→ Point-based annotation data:
________________________________________

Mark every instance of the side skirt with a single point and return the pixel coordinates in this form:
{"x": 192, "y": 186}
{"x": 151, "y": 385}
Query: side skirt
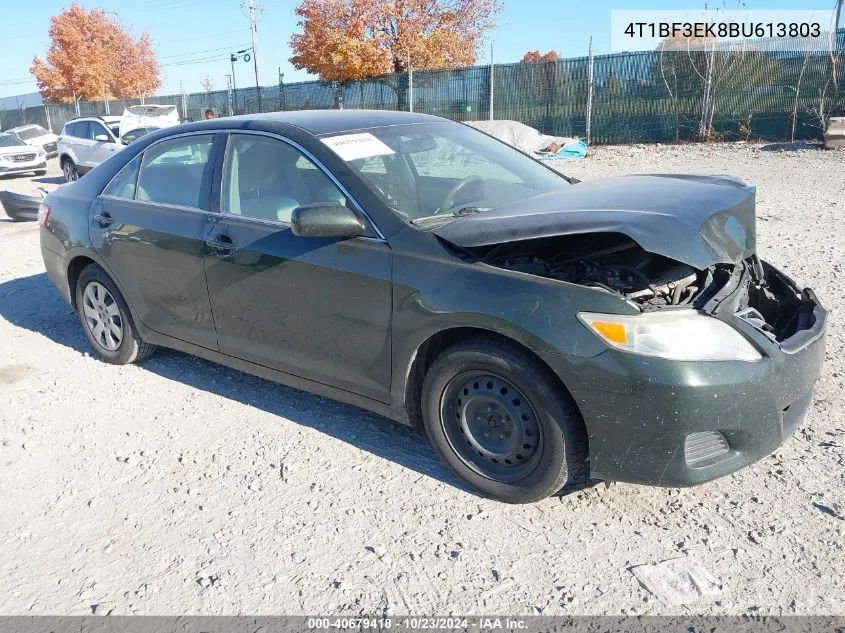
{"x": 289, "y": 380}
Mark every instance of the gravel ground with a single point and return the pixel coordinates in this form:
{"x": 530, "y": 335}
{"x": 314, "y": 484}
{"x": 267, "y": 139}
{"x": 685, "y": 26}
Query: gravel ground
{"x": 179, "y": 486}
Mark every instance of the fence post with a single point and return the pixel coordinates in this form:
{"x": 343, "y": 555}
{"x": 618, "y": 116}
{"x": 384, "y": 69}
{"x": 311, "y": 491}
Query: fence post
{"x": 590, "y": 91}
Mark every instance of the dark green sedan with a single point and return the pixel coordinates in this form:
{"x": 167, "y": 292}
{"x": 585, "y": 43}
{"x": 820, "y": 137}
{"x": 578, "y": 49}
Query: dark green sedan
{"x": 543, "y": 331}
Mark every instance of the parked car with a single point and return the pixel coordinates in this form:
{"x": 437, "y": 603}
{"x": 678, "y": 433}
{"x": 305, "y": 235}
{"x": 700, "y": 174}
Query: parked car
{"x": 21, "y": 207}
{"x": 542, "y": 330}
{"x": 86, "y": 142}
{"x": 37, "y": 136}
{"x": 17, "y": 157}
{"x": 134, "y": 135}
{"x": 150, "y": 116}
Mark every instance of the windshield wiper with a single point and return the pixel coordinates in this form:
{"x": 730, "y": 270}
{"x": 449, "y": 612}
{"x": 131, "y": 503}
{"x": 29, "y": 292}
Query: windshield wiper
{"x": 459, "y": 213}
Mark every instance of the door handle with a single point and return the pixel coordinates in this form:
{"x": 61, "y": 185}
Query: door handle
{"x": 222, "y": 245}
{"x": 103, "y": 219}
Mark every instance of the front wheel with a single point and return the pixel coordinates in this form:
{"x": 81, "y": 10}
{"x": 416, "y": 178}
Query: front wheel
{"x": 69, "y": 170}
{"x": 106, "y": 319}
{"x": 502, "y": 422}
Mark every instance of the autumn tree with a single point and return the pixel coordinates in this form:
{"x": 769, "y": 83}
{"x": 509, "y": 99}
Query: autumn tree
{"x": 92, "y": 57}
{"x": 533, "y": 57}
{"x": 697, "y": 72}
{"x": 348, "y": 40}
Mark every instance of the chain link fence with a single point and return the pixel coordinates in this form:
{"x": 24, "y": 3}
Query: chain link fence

________________________________________

→ EXERCISE PROMPT: Without the pictures, write out the whole listing above exactly as it appears.

→ TASK OUTPUT:
Mark every instance of the side skirt with a single point and return the pixel coordinates in this form:
{"x": 192, "y": 186}
{"x": 151, "y": 385}
Query: side skirt
{"x": 289, "y": 380}
Mark every instance of the gravel ground with a single point and return the pixel coordinates in this form:
{"x": 530, "y": 335}
{"x": 314, "y": 484}
{"x": 267, "y": 139}
{"x": 685, "y": 26}
Query: gravel ground
{"x": 179, "y": 486}
Mark every instance of the fence post with a single point and return the pixel coordinates in this form:
{"x": 343, "y": 555}
{"x": 618, "y": 116}
{"x": 384, "y": 69}
{"x": 311, "y": 491}
Query: fence post
{"x": 590, "y": 91}
Mark every instance of the dark green sedan with a single point and return the pixel coordinates in this form:
{"x": 167, "y": 292}
{"x": 585, "y": 43}
{"x": 820, "y": 137}
{"x": 578, "y": 49}
Query: dark green sedan
{"x": 543, "y": 331}
Mark every instance of the parked car with a single point and return the pixel coordinates in this form:
{"x": 437, "y": 603}
{"x": 678, "y": 433}
{"x": 305, "y": 235}
{"x": 700, "y": 174}
Query: parked car
{"x": 21, "y": 207}
{"x": 542, "y": 330}
{"x": 86, "y": 142}
{"x": 37, "y": 136}
{"x": 17, "y": 157}
{"x": 134, "y": 135}
{"x": 150, "y": 116}
Mark every instance of the windshield wiper with a single point and return the pixel coordinates in this form:
{"x": 730, "y": 270}
{"x": 449, "y": 612}
{"x": 131, "y": 503}
{"x": 29, "y": 292}
Query: windshield wiper
{"x": 459, "y": 213}
Mark every instance of the door handle with a single point and return the pixel coordinates in this form:
{"x": 61, "y": 185}
Query: door handle
{"x": 222, "y": 245}
{"x": 103, "y": 219}
Mark every instance of the front wheel with a single point and return the pixel coordinates in this form:
{"x": 81, "y": 10}
{"x": 416, "y": 178}
Query: front wheel
{"x": 69, "y": 170}
{"x": 106, "y": 319}
{"x": 502, "y": 422}
Mark every instance of the autumn tree with a single point and return the pixel coordinates in this form:
{"x": 769, "y": 83}
{"x": 509, "y": 99}
Query: autumn tree
{"x": 92, "y": 57}
{"x": 533, "y": 57}
{"x": 697, "y": 72}
{"x": 348, "y": 40}
Mark every instance of the chain link fence with a single point and return the pixel coordinates in this form:
{"x": 24, "y": 3}
Query: chain link fence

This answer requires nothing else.